TEXT SHOWN -

● ● ● ● ●

Under CFR terms, the buyer should bear all the risks
after the goods have passed the ship's rail and been
loaded on board. But should the seller be held liable
for any default before that point?
In this case, it was the seller who should bear the
damage to the goods. The reason is that although this
was a CFR contract, the seller breached it by delivering
the goods which failed to meet the quality standard
provided in the contract.It was this fundamental default
that has caused the detainment and then the loss of the
goods. Therefore,while the risks had been transferred to
the buyer, the seller's default returned the risks to
the seller himself.
Of course, under CFR contract, when the seller's default
is not fundamental, the buyer should bear all the risks
for any loss of goods at the port of destination.
Meanwhile,the seller should make due compensation to the
buyer as per the contract and relevant laws.
Case 6 CIF or not?
In 2002, a Chinese exporter exported 500M/T walnut to a
Canadian importer on the basis of US$4,800 per M/T CIF
Quebec. As it was a seasonal commodity, the importer
required and both parties agreed to stipulate the
following in the contract.
L/C Issuing Date: to be issued by the end of September.
Shipment: not later than Oct.31, partial shipment and
transshipment prohibited.
Arrival Date:not later than Nov.30. Otherwise, the buyer
is entitled to refuse the goods.
Terms of payment: Draft at 90 T/D under L/C.
Due to the bad weather,the liner arrived at Quebec on
Dec.5. Consequently, the importer refused to take the
delivery of the cargo unless 20% discount of the total
value of the goods was made for the loss incurred to the
importer. After painful negotiations,the transaction
came to an end with the exporter's loss of US$360,000 by
the discount of 15% of the total value of the goods.
Then,what is the crux of this case?
The crux of the case lies in the stipulation of the
"arrival date". The fatal error made by the exporter was
that he agreed on this contract clause out of his
ignorance.
Although the contract was concluded on CIF basis,it was
not a genuine CIF contract. This case indicates the
significance of CIF term's sphere of application. The
two special clauses in the original contract not only
contradicted with the nature of CIF term, but also
disagreed with the practices of international justice
and arbitration.
Under Incoterms 2000, CIF means that the seller delivers
when the goods pass the ship's rail in the porrt of
shipment.
The seller must pay the costs and freight necessary to
bring the goods to the named port of destination. But
the risk of loss of or damage to the goods, as well as
any additional costs due to events occurring after the
time of delivery, are transferred from the seller to the
buyer.
Obviously,CIF does specify that the seller has completed
its delivery obligations when the goods have "passed the
ship's rail" at the port of shipment. However, the
original contract not only set a limit to the date of
arrival, but also stipulated that the buyer was entitled
to cancel the contract or demand back the payment that
had already been made. Evidently, the restrictive date
of arrival served not as the date of payment, but as a
condition of payment. Therefore, legally the contract
was not a genuine CIF contract as it made physical
delivery a condition of payment.

● ● ● ● ●

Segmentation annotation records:

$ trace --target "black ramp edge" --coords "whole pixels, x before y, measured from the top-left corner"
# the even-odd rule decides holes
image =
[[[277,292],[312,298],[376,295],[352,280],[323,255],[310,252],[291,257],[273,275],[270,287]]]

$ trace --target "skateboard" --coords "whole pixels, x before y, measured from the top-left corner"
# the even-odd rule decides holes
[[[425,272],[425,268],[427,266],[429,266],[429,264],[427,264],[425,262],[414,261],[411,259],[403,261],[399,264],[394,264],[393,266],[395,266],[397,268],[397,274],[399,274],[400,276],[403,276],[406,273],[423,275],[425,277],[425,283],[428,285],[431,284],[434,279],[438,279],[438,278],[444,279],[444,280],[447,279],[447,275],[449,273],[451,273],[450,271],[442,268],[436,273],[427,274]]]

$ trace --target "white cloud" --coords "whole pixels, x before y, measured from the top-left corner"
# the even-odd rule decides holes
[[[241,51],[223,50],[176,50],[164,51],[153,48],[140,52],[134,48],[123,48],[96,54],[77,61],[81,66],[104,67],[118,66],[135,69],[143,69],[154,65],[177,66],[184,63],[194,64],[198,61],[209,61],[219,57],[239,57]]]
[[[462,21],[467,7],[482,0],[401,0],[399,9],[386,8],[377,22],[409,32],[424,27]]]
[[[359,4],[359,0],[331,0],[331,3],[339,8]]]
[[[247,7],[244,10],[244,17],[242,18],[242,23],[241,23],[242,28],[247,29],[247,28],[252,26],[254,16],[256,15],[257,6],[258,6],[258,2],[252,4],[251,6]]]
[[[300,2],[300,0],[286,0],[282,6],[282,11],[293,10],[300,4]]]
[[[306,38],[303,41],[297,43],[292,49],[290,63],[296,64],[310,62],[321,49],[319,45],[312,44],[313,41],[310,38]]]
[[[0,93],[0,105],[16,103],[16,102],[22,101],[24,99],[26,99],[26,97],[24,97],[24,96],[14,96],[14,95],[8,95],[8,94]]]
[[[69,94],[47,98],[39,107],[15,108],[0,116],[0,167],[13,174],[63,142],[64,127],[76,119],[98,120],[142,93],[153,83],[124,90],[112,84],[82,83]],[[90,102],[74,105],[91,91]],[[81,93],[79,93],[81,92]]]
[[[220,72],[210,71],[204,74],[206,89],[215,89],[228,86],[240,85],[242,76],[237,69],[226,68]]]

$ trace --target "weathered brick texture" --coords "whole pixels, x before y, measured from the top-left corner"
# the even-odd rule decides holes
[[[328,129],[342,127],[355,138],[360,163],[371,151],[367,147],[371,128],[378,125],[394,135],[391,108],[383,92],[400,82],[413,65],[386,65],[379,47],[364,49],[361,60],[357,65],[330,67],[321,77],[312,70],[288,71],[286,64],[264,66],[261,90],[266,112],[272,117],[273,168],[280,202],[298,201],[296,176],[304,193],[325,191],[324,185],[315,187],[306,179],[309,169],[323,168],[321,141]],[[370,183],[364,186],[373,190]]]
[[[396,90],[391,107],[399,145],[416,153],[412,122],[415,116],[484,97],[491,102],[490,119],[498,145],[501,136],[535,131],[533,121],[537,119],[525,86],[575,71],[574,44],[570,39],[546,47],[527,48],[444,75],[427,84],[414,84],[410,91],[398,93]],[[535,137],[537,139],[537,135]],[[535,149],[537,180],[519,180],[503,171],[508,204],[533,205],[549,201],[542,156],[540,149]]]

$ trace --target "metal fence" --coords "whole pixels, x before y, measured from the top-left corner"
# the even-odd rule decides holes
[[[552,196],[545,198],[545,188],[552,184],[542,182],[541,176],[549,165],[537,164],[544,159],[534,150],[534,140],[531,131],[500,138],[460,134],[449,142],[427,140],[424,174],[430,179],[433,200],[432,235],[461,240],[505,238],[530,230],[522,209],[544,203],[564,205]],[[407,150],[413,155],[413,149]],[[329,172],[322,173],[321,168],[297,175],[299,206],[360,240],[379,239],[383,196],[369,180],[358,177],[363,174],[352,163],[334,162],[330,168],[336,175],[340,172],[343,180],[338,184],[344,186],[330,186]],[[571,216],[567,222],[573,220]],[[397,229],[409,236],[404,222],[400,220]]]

● ● ● ● ●

EXERCISE TASKS -
(1) Can you condense the paragraph of the trade-terms text that begins "Due to the bad weather" into a short list that keeps its main facts?
(2) In the trade-terms text, at what price per M/T did the Chinese exporter sell the walnut?
(3) In the trade-terms text, starting at "L/C Issuing Date: to" and ending at "of this case?", replace "liner" with "vessel".

SOLUTIONS BY TASK -
(1)
- Bad weather delayed the liner, which reached Quebec on Dec. 5.
- The importer refused to take delivery unless given a 20% discount on the goods' total value.
- After painful negotiations, the deal ended with a 15% discount, costing the exporter US$360,000.

(2) US$4,800 per M/T CIF Quebec.

(3)
L/C Issuing Date: to be issued by the end of September.
Shipment: not later than Oct.31, partial shipment and
transshipment prohibited.
Arrival Date:not later than Nov.30. Otherwise, the buyer
is entitled to refuse the goods.
Terms of payment: Draft at 90 T/D under L/C.
Due to the bad weather,the vessel arrived at Quebec on
Dec.5. Consequently, the importer refused to take the
delivery of the cargo unless 20% discount of the total
value of the goods was made for the loss incurred to the
importer. After painful negotiations,the transaction
came to an end with the exporter's loss of US$360,000 by
the discount of 15% of the total value of the goods.
Then,what is the crux of this case?